### [Problem to work on]
Extract every line in the records below that contains the string "swan", and copy each matching line in full. Matching is case-sensitive.

======== Data for the task

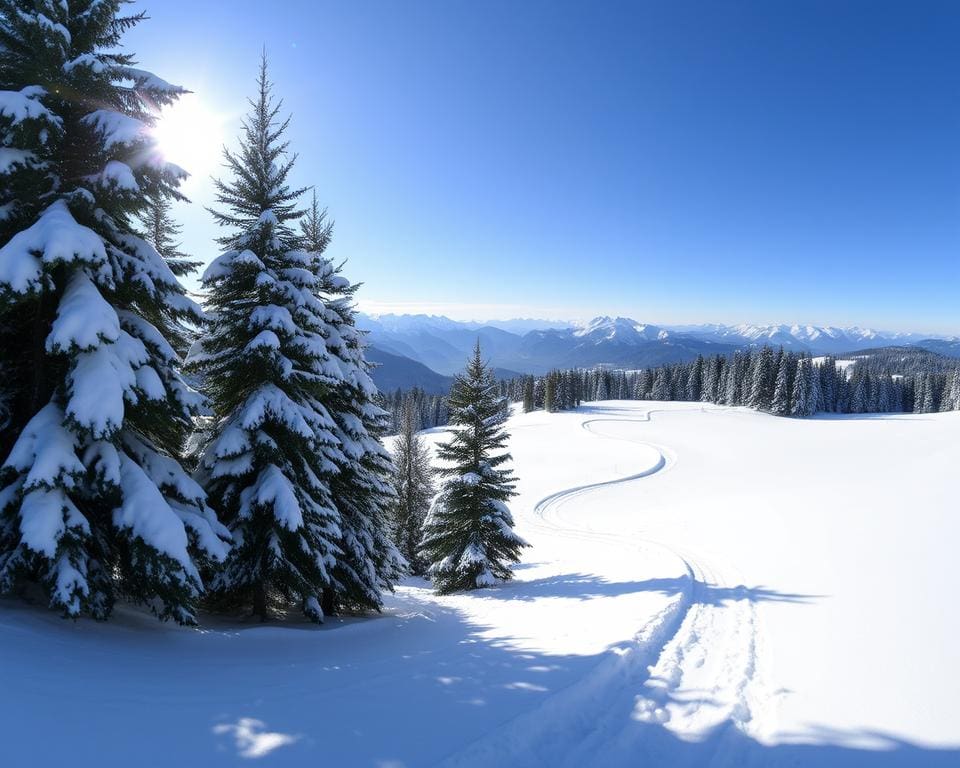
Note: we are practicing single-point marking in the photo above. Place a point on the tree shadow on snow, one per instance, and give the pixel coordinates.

================
======== Data for the task

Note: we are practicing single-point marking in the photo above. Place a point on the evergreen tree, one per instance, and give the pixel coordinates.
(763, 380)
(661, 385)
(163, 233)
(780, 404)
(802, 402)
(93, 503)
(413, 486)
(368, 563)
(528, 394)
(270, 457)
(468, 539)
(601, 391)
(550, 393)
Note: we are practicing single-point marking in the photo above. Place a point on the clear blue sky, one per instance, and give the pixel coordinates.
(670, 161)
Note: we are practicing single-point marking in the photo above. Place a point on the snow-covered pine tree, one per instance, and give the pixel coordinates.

================
======== Data for the task

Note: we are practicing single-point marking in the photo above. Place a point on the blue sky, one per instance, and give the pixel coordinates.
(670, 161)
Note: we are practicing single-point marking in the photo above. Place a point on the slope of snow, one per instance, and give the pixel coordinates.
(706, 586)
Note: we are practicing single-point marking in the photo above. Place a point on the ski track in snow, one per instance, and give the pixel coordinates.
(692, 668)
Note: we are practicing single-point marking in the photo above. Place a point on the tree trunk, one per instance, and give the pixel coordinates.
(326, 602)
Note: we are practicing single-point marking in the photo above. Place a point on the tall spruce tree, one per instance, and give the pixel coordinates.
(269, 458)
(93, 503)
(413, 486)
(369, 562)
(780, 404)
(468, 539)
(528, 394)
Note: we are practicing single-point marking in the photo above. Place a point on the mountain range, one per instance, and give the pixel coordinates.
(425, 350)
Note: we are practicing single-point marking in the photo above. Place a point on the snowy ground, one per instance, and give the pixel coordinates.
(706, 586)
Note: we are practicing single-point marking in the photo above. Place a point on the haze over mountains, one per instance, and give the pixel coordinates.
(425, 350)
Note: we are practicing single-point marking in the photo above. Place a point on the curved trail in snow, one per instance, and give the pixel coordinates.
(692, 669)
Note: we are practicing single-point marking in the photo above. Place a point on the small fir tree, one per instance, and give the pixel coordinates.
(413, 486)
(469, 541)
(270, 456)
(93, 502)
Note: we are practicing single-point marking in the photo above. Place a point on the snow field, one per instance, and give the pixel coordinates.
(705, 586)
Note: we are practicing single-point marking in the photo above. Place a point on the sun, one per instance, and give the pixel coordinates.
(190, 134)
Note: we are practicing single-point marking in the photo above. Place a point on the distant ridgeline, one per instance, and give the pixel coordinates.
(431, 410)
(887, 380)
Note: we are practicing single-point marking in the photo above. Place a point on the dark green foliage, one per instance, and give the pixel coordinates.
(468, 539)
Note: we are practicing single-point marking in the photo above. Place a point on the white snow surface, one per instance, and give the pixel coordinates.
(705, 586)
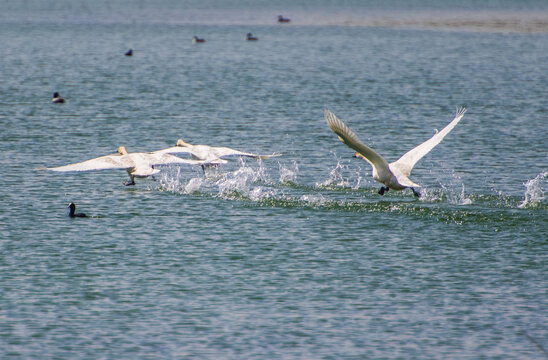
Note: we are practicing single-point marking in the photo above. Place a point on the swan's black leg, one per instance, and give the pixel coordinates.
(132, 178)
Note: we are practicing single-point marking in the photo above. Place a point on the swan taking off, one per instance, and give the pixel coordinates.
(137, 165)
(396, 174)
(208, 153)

================

### [Response]
Note: we are practicing single-point marking in the photo above. Place a point on the swan's black leg, one per instance, and give the pixel coordinates.
Note: we are practicing single-point marking in the photo above. Place a point on the swan taking off, one per instance, and give the pixel coordinates.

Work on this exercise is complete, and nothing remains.